### What you have to do:
Nothing but the lines below between the line holding "856, row 243" and the line holding "726, row 706", inclusive, should appear in the answer, each set down exactly.

-----

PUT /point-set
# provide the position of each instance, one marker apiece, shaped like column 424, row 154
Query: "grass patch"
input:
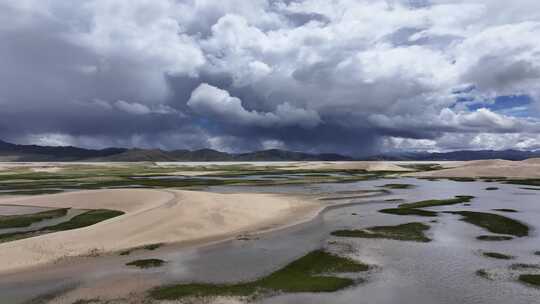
column 526, row 182
column 146, row 263
column 146, row 247
column 25, row 220
column 307, row 274
column 397, row 186
column 31, row 192
column 506, row 210
column 433, row 203
column 494, row 223
column 409, row 211
column 404, row 232
column 86, row 219
column 82, row 220
column 531, row 279
column 496, row 255
column 494, row 238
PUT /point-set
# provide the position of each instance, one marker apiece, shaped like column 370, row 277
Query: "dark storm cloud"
column 342, row 76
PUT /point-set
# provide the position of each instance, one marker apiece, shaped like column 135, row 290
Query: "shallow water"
column 442, row 271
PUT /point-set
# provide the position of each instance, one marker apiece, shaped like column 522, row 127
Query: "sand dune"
column 152, row 216
column 348, row 165
column 529, row 168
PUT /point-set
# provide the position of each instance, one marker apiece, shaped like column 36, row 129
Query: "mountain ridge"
column 28, row 153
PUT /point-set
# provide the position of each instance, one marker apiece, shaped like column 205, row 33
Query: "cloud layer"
column 350, row 76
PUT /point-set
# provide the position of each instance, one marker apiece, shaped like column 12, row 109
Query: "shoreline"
column 310, row 210
column 41, row 251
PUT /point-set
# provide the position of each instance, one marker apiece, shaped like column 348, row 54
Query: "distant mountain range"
column 22, row 153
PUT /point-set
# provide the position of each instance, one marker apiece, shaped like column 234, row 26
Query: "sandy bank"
column 347, row 165
column 152, row 216
column 489, row 168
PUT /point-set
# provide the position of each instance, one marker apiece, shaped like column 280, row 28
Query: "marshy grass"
column 497, row 255
column 404, row 232
column 506, row 210
column 494, row 238
column 82, row 220
column 25, row 220
column 310, row 273
column 462, row 179
column 531, row 279
column 483, row 273
column 397, row 186
column 494, row 223
column 434, row 203
column 409, row 211
column 145, row 247
column 146, row 263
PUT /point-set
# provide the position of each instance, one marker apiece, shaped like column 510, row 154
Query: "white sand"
column 152, row 216
column 489, row 168
column 347, row 165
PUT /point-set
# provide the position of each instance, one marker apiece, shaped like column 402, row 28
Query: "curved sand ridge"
column 152, row 216
column 348, row 165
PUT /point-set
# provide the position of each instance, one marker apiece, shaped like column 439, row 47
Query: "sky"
column 357, row 77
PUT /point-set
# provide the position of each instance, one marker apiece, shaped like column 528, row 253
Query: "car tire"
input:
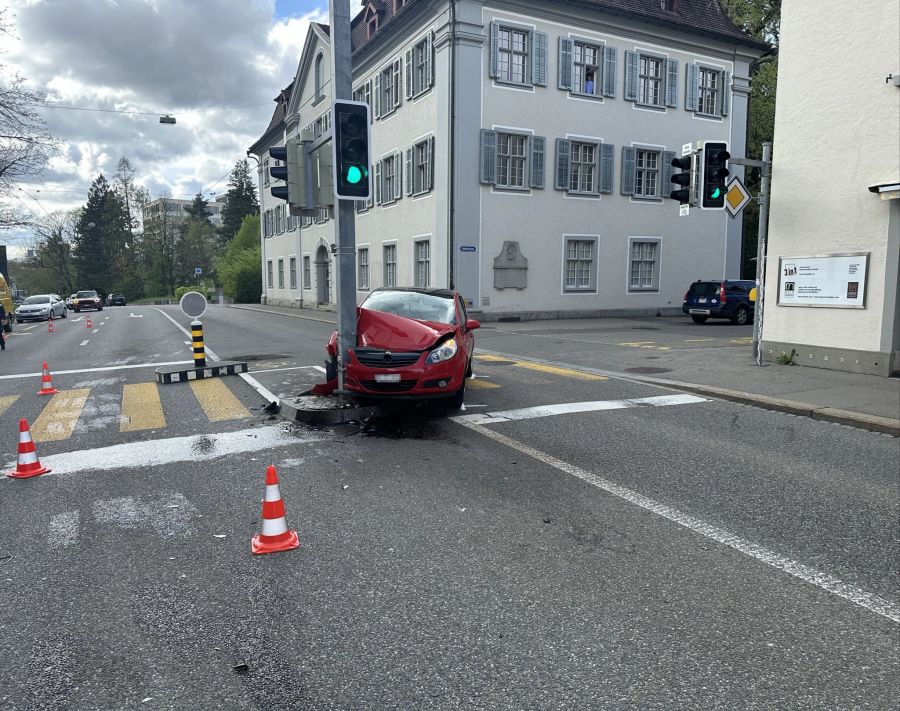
column 741, row 316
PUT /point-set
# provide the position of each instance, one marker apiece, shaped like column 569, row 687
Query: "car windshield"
column 704, row 288
column 412, row 304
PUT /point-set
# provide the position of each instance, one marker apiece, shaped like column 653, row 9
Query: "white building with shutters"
column 521, row 153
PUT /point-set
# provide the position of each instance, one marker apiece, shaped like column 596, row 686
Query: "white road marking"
column 102, row 369
column 62, row 530
column 156, row 452
column 528, row 413
column 187, row 333
column 824, row 581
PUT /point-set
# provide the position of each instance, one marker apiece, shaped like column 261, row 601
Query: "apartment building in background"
column 521, row 153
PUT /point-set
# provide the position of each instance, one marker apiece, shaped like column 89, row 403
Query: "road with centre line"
column 566, row 540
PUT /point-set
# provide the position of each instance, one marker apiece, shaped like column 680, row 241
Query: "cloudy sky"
column 215, row 65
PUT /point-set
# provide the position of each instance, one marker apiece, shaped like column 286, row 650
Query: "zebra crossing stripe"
column 141, row 408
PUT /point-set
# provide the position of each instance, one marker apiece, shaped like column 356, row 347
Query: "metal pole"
column 761, row 250
column 344, row 214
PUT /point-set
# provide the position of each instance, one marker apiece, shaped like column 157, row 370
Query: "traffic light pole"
column 344, row 213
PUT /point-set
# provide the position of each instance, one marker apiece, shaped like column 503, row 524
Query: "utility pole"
column 765, row 166
column 344, row 213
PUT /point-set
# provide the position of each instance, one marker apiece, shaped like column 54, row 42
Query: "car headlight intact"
column 443, row 352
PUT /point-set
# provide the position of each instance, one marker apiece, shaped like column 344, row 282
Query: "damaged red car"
column 411, row 343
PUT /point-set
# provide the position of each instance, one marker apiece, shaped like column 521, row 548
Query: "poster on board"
column 836, row 280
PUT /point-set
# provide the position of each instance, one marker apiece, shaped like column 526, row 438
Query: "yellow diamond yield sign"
column 736, row 196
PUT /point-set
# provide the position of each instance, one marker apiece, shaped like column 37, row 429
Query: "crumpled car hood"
column 376, row 329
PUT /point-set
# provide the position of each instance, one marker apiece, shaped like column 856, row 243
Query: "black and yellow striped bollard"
column 199, row 350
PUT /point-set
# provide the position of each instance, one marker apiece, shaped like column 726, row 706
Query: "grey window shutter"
column 488, row 156
column 410, row 89
column 692, row 92
column 565, row 63
column 495, row 48
column 609, row 71
column 378, row 183
column 607, row 159
column 563, row 164
column 430, row 175
column 668, row 171
column 537, row 161
column 378, row 96
column 628, row 158
column 539, row 58
column 631, row 62
column 672, row 82
column 409, row 171
column 726, row 92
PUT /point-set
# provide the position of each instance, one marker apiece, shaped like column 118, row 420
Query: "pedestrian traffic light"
column 290, row 172
column 351, row 150
column 715, row 174
column 686, row 164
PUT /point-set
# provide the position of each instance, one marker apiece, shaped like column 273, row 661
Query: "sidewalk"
column 866, row 401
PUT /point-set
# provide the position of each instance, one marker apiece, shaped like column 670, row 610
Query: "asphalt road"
column 629, row 548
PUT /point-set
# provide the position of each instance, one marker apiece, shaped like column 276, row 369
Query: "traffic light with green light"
column 715, row 174
column 351, row 150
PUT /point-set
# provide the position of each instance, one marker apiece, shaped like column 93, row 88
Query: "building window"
column 650, row 81
column 708, row 101
column 579, row 268
column 512, row 58
column 586, row 78
column 423, row 263
column 646, row 173
column 390, row 265
column 644, row 267
column 511, row 160
column 583, row 165
column 362, row 268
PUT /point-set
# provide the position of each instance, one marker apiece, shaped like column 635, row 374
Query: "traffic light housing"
column 715, row 175
column 685, row 179
column 352, row 180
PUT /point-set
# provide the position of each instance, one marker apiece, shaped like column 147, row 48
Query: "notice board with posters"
column 835, row 280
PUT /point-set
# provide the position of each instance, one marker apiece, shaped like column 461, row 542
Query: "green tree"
column 239, row 268
column 240, row 201
column 761, row 19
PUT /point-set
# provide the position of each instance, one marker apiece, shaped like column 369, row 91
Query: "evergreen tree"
column 240, row 202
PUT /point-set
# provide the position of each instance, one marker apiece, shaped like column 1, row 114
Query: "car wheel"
column 741, row 316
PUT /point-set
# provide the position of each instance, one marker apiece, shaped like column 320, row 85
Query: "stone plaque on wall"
column 510, row 268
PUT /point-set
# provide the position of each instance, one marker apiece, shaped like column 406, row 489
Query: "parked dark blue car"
column 724, row 298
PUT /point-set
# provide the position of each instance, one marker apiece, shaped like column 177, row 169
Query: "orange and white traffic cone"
column 28, row 464
column 46, row 382
column 275, row 535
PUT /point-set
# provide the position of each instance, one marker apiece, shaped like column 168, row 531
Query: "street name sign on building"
column 736, row 196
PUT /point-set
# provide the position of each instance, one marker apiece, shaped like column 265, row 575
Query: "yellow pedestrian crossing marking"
column 217, row 400
column 141, row 408
column 59, row 417
column 480, row 384
column 6, row 401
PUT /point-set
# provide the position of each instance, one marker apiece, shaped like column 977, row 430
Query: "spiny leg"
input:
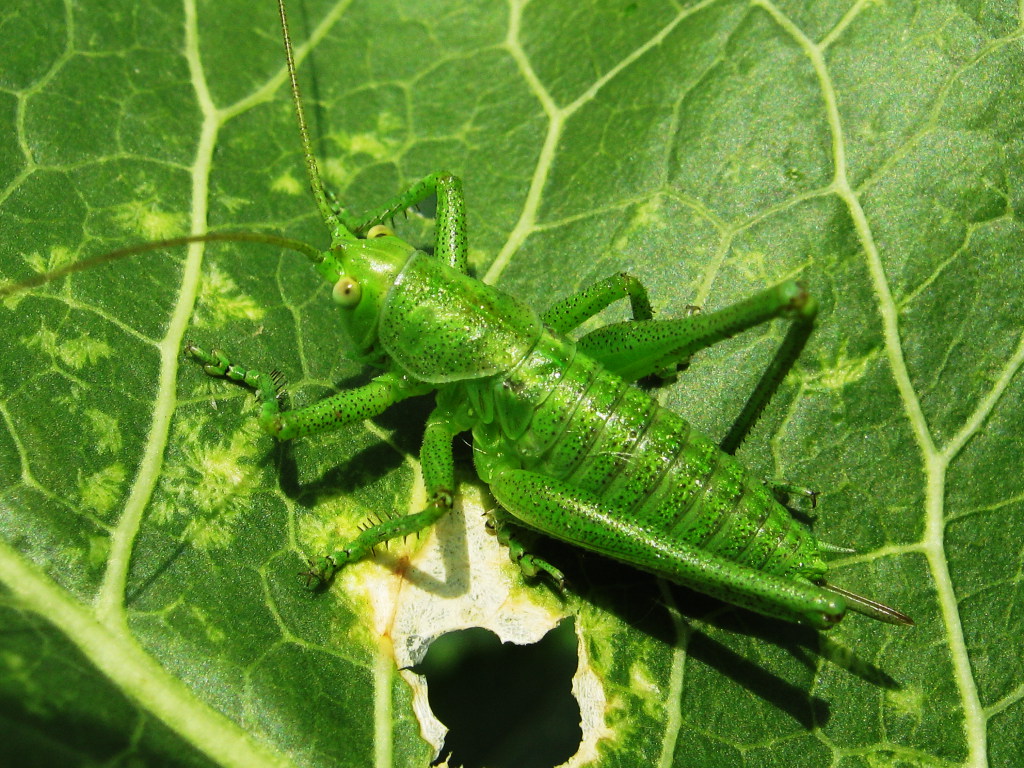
column 344, row 408
column 571, row 311
column 438, row 476
column 518, row 539
column 450, row 222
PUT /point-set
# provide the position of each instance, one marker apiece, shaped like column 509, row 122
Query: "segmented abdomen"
column 560, row 414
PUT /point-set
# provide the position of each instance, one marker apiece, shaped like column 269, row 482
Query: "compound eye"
column 379, row 230
column 347, row 292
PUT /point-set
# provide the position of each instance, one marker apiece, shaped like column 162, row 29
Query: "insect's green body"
column 552, row 426
column 566, row 442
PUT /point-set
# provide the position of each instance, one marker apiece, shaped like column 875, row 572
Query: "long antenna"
column 338, row 229
column 122, row 253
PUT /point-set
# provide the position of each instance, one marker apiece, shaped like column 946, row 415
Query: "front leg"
column 450, row 221
column 344, row 408
column 438, row 476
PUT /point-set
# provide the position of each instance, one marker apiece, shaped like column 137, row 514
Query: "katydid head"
column 360, row 273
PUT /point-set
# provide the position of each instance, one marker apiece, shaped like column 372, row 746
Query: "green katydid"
column 567, row 444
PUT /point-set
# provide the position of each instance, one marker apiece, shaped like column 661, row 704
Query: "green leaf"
column 152, row 536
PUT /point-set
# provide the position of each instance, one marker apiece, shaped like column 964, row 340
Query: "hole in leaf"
column 505, row 706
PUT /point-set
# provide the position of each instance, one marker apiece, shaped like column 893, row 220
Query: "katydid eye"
column 379, row 230
column 347, row 292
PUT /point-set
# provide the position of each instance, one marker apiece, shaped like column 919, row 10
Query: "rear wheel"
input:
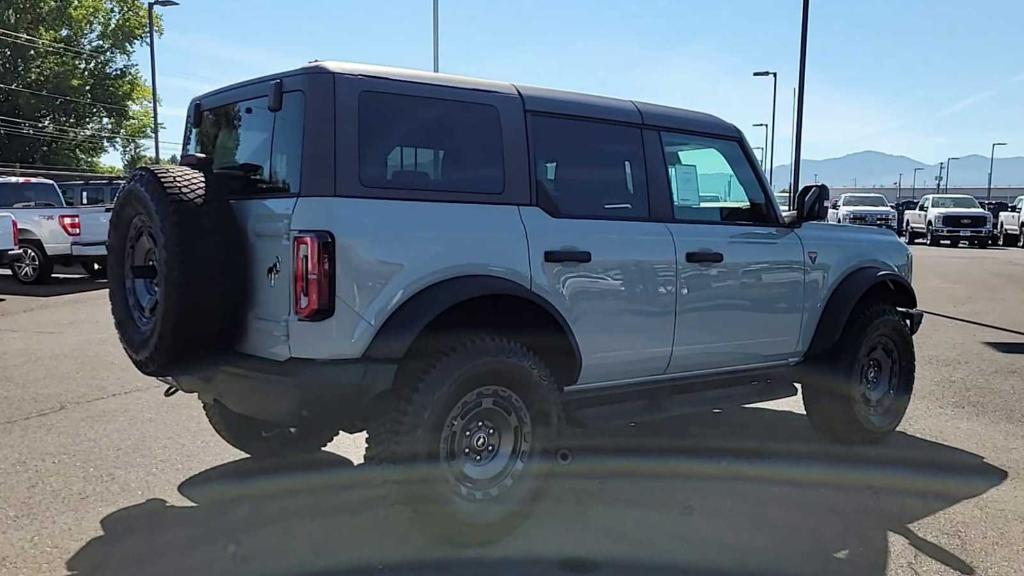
column 34, row 266
column 859, row 391
column 265, row 440
column 478, row 419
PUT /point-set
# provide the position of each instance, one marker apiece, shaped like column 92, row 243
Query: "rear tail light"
column 313, row 261
column 71, row 223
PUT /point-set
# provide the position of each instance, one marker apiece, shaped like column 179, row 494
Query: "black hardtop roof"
column 534, row 98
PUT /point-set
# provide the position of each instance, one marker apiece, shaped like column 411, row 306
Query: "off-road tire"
column 266, row 440
column 43, row 265
column 199, row 259
column 835, row 393
column 462, row 371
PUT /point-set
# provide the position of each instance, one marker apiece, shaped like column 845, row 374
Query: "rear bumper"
column 88, row 249
column 291, row 392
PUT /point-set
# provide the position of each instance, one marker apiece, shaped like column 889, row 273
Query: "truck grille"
column 965, row 221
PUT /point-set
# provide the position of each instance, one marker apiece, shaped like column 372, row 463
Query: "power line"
column 61, row 96
column 83, row 130
column 81, row 51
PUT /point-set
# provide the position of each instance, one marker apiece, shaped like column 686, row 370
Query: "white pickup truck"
column 862, row 209
column 51, row 233
column 1010, row 224
column 952, row 217
column 8, row 238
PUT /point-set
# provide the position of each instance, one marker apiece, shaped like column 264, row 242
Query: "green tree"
column 83, row 50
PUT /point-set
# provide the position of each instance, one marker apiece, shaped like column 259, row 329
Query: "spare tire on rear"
column 175, row 263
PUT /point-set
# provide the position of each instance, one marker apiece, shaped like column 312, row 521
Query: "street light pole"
column 800, row 99
column 774, row 95
column 991, row 163
column 948, row 162
column 153, row 73
column 436, row 58
column 765, row 126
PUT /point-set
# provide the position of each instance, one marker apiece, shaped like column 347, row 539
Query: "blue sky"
column 923, row 78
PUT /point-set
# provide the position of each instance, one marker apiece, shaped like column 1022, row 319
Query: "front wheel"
column 33, row 266
column 478, row 421
column 859, row 391
column 265, row 440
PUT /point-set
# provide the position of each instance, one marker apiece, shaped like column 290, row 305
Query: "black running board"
column 681, row 398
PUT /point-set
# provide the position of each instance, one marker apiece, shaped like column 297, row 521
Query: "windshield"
column 954, row 202
column 865, row 201
column 37, row 194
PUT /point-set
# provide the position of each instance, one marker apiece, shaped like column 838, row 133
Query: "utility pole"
column 991, row 162
column 800, row 98
column 436, row 59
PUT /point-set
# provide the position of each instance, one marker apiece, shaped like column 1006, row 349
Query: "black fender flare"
column 400, row 329
column 846, row 295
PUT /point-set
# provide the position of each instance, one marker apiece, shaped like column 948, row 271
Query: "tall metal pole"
column 153, row 82
column 800, row 99
column 436, row 59
column 771, row 162
column 991, row 164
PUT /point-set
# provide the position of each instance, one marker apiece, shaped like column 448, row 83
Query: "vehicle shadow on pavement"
column 57, row 286
column 744, row 491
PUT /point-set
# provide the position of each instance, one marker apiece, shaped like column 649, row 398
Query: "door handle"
column 582, row 256
column 705, row 257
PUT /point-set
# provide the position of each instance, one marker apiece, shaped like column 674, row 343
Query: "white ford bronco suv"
column 458, row 266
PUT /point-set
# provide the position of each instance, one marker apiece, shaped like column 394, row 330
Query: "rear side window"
column 416, row 142
column 253, row 150
column 588, row 169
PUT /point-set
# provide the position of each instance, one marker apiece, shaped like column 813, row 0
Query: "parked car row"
column 48, row 232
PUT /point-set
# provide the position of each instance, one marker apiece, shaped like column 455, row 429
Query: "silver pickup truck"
column 51, row 233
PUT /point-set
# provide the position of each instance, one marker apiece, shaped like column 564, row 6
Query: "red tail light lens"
column 313, row 261
column 71, row 223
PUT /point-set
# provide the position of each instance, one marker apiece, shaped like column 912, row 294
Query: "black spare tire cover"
column 176, row 265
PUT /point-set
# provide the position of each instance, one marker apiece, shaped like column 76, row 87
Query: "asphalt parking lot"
column 99, row 474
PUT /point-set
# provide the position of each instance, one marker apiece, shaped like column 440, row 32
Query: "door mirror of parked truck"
column 812, row 203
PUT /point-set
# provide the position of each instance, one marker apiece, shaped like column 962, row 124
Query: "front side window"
column 416, row 142
column 712, row 181
column 588, row 169
column 253, row 151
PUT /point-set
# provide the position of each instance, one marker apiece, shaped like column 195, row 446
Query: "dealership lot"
column 99, row 474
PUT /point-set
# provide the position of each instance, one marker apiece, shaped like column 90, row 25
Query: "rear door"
column 593, row 250
column 739, row 272
column 256, row 160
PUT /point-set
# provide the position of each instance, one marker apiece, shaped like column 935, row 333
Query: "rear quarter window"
column 417, row 142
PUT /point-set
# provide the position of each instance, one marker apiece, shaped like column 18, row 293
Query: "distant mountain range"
column 879, row 169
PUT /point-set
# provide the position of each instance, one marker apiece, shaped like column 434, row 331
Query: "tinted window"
column 40, row 194
column 416, row 142
column 712, row 180
column 93, row 195
column 253, row 150
column 588, row 169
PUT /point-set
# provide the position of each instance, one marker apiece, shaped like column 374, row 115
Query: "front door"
column 594, row 253
column 739, row 272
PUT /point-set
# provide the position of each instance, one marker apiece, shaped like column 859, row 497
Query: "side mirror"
column 812, row 203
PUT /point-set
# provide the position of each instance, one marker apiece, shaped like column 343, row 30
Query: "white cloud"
column 968, row 101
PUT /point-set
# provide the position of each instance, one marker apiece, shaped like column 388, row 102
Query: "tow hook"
column 171, row 388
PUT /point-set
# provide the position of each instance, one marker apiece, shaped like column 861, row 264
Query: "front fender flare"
column 844, row 298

-----

### Solution:
# provide the position of each instance, one marker apiece, shaped like column 856, row 243
Query: "black and yellow striped bollard"
column 199, row 350
PUT /point-set
# provide the position of each instance, one marker apiece, shaped like column 726, row 706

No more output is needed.